> **TEXTE CITÉ**
────────────────────
D. La norme de contrôle

[21] Dans l’arrêt Canada (Ministre de la Citoyenneté et de l’Immigration) c Vavilov, 2019 CSC 65 [Vavilov], la Cour suprême du Canada [CSC] a proposé un cadre d’analyse révisé pour déterminer la norme de contrôle applicable lorsqu’une cour de justice se penche sur le fond d’une décision administrative (Vavilov au para 10). Dans cet arrêt, la CSC a défini une nouvelle approche pour déterminer la norme de contrôle applicable, selon laquelle l’analyse des décisions administratives a comme point de départ une présomption voulant que la norme de la décision raisonnable soit la norme applicable, à moins que l’intention du législateur ou la primauté du droit ne commandent l’application de la norme de la décision correcte (Vavilov aux para 10, 17).
────────────────────
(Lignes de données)

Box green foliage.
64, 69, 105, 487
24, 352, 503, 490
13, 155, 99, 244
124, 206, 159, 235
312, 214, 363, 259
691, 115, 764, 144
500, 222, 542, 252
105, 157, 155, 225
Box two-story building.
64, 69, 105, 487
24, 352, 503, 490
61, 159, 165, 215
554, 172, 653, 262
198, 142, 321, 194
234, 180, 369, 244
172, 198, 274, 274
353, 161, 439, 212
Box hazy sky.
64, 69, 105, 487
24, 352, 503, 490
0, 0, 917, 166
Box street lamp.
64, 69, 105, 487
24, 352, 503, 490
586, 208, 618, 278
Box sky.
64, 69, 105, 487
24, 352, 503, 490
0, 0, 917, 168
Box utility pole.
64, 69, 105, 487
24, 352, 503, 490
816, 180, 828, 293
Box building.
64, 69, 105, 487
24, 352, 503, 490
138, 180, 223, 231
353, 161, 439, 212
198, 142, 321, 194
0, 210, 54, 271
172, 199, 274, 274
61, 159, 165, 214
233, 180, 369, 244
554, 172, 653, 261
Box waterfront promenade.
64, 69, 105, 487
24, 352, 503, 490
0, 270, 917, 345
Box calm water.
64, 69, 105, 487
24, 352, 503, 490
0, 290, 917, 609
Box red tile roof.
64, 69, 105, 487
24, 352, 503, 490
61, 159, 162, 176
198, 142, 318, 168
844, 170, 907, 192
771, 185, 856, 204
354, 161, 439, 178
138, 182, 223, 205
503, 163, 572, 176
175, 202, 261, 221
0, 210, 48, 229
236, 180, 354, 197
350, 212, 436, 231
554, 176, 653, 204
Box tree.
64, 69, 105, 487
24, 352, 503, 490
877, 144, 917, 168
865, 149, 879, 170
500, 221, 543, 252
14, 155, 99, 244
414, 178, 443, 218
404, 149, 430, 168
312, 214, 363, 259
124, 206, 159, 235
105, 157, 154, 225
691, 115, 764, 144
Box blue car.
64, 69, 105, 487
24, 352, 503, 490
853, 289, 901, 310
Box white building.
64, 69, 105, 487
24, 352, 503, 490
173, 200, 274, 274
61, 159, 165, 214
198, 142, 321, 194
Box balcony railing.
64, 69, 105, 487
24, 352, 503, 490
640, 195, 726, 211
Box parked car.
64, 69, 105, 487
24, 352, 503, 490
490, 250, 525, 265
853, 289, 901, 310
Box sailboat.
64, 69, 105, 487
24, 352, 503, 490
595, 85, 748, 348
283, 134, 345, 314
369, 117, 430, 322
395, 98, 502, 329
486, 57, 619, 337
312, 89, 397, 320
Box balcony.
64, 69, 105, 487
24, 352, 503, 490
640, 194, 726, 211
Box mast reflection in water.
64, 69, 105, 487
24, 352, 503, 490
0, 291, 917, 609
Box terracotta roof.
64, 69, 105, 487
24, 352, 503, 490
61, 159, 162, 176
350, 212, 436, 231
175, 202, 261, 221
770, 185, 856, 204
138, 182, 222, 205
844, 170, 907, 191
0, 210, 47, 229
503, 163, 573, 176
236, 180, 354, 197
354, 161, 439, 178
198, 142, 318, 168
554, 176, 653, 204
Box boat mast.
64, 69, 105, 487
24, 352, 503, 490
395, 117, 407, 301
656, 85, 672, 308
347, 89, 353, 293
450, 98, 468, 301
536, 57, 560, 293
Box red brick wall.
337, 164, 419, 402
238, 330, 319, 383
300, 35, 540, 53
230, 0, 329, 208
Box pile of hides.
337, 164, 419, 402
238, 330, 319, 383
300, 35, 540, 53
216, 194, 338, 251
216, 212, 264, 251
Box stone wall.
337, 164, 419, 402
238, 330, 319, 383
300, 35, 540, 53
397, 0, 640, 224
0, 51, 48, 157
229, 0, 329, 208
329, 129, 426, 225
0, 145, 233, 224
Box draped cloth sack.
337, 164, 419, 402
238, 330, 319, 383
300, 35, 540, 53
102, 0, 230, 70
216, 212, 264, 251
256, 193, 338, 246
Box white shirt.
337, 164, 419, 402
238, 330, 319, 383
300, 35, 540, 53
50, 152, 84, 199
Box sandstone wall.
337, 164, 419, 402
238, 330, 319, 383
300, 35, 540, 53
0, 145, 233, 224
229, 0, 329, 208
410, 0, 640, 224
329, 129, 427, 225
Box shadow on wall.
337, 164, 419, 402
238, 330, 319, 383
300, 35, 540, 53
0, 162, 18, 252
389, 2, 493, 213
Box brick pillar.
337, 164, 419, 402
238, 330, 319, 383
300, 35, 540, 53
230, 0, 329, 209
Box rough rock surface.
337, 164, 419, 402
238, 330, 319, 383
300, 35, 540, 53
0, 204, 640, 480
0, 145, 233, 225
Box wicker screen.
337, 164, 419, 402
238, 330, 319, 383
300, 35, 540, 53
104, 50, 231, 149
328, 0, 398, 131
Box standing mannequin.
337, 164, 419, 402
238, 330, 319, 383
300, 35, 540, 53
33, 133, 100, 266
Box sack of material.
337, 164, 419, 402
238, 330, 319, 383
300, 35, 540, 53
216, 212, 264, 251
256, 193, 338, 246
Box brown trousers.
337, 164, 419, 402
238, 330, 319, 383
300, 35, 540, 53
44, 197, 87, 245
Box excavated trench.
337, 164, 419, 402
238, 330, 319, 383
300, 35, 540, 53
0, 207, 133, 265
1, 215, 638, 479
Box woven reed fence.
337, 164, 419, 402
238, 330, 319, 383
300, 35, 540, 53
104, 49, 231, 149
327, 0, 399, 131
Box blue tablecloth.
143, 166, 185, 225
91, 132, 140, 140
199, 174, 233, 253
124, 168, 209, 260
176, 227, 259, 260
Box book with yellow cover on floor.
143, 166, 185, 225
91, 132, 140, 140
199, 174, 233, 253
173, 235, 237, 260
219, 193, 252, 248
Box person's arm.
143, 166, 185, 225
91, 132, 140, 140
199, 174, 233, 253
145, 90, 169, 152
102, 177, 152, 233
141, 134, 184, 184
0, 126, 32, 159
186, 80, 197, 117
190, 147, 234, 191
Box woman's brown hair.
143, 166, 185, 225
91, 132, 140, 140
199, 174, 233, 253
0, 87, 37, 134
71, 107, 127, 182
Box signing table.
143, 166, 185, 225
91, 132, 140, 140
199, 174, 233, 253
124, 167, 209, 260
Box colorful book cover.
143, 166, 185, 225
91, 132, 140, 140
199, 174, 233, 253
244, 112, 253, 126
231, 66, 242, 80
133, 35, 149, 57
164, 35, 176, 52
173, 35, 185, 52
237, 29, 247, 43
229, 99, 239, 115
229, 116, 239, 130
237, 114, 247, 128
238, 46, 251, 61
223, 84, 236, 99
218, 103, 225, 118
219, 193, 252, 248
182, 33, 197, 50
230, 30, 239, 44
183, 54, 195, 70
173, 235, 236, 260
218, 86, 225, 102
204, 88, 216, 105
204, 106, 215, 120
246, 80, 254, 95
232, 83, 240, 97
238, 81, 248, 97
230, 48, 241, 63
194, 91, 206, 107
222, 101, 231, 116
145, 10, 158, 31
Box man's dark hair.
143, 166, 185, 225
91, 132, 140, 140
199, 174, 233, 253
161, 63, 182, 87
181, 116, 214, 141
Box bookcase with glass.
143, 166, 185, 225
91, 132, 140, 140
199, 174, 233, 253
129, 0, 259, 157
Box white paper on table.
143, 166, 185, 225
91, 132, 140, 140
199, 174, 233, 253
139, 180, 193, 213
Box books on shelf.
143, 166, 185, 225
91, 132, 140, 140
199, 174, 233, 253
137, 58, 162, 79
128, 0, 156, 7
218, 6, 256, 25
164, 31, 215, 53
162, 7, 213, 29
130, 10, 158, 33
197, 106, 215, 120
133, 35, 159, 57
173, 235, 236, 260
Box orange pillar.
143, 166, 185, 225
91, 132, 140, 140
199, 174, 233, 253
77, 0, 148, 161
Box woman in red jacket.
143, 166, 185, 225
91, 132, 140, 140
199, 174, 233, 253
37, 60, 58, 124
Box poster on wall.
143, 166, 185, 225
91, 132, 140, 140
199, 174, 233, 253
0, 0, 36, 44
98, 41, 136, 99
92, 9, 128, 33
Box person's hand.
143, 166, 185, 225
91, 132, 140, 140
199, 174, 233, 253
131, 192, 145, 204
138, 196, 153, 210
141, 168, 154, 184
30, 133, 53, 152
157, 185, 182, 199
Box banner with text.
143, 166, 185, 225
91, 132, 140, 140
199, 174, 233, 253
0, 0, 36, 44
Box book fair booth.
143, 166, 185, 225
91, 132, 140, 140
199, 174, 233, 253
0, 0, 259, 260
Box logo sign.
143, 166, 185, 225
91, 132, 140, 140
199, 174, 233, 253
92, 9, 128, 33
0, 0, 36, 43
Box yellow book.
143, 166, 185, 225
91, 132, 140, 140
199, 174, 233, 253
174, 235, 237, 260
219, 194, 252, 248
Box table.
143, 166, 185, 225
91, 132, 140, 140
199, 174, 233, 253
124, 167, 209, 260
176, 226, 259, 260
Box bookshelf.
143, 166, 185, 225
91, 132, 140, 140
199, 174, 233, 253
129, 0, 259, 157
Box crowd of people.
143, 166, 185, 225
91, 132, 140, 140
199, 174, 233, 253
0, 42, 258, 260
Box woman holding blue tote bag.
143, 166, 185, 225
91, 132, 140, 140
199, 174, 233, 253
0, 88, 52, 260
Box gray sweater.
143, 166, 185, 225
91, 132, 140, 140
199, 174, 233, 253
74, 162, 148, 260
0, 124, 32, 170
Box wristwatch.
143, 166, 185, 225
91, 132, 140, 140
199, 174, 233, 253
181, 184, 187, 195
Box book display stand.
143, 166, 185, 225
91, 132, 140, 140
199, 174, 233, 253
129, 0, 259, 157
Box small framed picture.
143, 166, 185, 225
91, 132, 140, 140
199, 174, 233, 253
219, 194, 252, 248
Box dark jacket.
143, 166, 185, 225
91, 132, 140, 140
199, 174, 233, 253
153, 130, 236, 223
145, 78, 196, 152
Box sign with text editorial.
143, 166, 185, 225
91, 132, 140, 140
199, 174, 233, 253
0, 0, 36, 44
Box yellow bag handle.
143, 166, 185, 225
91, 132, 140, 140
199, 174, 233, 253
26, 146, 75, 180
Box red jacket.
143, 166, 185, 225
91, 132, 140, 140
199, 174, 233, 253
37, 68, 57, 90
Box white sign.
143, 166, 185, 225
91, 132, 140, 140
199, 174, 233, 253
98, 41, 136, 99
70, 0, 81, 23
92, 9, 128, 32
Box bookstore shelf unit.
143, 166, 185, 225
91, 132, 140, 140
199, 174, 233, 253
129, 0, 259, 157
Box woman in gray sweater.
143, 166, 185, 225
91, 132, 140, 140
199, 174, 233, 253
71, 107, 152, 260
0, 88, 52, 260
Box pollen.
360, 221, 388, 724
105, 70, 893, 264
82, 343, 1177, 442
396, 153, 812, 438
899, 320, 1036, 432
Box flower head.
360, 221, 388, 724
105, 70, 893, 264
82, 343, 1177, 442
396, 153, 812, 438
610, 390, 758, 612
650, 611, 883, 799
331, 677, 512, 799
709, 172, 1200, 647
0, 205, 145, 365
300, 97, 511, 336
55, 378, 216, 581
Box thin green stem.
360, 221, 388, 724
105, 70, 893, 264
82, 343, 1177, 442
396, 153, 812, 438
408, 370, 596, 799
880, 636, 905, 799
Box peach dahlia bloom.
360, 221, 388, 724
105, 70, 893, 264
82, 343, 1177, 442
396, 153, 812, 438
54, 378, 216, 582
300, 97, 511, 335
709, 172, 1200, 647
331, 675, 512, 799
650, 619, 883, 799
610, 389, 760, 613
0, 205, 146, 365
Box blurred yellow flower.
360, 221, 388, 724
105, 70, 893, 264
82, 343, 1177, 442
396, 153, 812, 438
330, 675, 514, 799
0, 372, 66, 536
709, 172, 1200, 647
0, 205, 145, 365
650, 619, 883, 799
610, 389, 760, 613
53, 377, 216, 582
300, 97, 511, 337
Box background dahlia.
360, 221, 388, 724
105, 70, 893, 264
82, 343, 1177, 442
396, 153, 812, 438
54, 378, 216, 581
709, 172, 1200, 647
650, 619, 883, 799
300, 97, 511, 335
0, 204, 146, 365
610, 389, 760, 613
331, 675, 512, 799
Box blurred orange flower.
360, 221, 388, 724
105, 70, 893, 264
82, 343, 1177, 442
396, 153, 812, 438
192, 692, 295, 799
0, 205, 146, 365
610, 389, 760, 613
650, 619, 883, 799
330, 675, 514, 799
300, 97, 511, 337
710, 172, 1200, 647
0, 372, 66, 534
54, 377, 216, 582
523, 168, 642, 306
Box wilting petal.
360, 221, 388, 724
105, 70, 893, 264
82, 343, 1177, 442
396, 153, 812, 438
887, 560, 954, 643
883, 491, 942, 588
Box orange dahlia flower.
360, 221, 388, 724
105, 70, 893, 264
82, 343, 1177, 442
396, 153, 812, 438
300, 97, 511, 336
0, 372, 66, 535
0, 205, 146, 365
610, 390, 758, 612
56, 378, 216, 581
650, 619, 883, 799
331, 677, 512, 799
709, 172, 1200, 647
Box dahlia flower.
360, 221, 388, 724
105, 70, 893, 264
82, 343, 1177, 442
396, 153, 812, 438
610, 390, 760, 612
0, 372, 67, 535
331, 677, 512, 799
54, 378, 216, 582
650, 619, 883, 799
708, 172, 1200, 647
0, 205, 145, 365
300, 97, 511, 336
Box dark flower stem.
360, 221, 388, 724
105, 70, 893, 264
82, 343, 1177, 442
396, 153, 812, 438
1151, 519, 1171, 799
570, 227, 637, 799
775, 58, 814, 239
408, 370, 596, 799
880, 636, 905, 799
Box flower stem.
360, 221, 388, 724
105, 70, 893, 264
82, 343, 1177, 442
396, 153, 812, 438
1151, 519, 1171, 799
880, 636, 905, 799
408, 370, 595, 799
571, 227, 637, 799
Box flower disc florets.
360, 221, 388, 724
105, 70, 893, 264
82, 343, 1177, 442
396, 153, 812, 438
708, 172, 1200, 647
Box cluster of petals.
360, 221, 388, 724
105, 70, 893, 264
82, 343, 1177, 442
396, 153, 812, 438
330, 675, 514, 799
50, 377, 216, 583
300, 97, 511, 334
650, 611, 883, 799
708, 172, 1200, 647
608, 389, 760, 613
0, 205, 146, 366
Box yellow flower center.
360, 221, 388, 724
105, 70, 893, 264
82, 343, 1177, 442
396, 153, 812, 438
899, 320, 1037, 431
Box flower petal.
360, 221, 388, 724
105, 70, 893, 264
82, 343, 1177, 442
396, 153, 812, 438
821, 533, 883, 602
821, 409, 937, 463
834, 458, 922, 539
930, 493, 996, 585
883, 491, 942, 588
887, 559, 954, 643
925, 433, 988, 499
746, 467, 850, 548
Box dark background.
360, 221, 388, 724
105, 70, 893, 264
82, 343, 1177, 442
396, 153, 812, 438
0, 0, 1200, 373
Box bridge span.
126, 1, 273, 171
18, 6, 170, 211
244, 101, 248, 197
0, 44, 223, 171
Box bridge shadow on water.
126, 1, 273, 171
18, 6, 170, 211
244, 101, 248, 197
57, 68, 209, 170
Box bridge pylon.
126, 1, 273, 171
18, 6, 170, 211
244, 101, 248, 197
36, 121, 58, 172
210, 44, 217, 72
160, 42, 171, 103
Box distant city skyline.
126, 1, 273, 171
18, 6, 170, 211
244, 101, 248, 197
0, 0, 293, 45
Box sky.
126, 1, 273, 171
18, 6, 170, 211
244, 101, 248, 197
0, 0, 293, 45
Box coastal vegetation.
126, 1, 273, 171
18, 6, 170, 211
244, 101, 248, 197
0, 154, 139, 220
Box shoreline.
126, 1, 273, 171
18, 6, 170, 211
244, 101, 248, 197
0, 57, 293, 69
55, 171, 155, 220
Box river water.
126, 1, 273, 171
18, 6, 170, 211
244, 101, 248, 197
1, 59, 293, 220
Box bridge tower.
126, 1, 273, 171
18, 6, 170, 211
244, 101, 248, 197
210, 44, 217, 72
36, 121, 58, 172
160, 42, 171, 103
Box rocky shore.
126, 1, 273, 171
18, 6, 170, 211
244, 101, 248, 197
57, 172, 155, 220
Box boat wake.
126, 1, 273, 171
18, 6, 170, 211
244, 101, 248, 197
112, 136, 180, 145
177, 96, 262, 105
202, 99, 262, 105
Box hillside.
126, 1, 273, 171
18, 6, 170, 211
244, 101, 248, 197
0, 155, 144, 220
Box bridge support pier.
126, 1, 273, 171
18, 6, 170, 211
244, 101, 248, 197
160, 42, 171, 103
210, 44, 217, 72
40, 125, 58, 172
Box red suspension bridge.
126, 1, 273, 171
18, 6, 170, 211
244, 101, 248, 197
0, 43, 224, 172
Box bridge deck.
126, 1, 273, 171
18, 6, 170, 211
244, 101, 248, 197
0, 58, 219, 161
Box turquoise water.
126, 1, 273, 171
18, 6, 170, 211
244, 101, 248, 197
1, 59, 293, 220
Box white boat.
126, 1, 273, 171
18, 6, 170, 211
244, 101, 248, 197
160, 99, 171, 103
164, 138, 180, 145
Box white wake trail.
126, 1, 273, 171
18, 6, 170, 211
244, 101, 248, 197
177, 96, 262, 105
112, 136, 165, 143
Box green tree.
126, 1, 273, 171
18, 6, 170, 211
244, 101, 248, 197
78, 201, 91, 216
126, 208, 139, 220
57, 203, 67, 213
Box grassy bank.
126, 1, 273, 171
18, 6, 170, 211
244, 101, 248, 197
────────────────────
> **OBJECTIF 1**
Veuillez indiquer si chacune des affirmations suivantes concorde avec l'extrait sur la norme de contrôle, en répondant par oui ou par non et en citant textuellement les mots qui tranchent.
(a) L'arrêt Vavilov porte la référence 2019 CSC 65.
(b) L'analyse part d'une présomption en faveur de la norme de la décision correcte.
(c) L'intention du législateur peut commander l'application de la norme de la décision correcte.
> **OBJECTIF 2**
Transcrivez fidèlement le passage de l'extrait sur la norme de contrôle situé entre "D. La norme" et "para 10, 17).", ces deux bornes comprises.
> **OBJECTIF 3**
Répondez aux questions suivantes d'après l'extrait sur la norme de contrôle.
(a) Quelle juridiction a proposé un cadre d'analyse révisé ?
(b) Quelle lettre précède le titre de la section ?
(c) À quels paragraphes de Vavilov renvoie la phrase décrivant la nouvelle approche ?
Les entrées forment un matériau distinct de l'extrait sur la norme de contrôle.

> **CORRIGÉ DÉTAILLÉ 1**
(a) Oui : « Vavilov, 2019 CSC 65 ».
(b) Non : « une présomption voulant que la norme de la décision raisonnable soit la norme applicable ».
(c) Oui : « à moins que l’intention du législateur ou la primauté du droit ne commandent l’application de la norme de la décision correcte ».

> **CORRIGÉ DÉTAILLÉ 2**
D. La norme de contrôle

[21] Dans l’arrêt Canada (Ministre de la Citoyenneté et de l’Immigration) c Vavilov, 2019 CSC 65 [Vavilov], la Cour suprême du Canada [CSC] a proposé un cadre d’analyse révisé pour déterminer la norme de contrôle applicable lorsqu’une cour de justice se penche sur le fond d’une décision administrative (Vavilov au para 10). Dans cet arrêt, la CSC a défini une nouvelle approche pour déterminer la norme de contrôle applicable, selon laquelle l’analyse des décisions administratives a comme point de départ une présomption voulant que la norme de la décision raisonnable soit la norme applicable, à moins que l’intention du législateur ou la primauté du droit ne commandent l’application de la norme de la décision correcte (Vavilov aux para 10, 17).

> **CORRIGÉ DÉTAILLÉ 3**
(a) La Cour suprême du Canada.
(b) La lettre D.
(c) Aux paragraphes 10 et 17.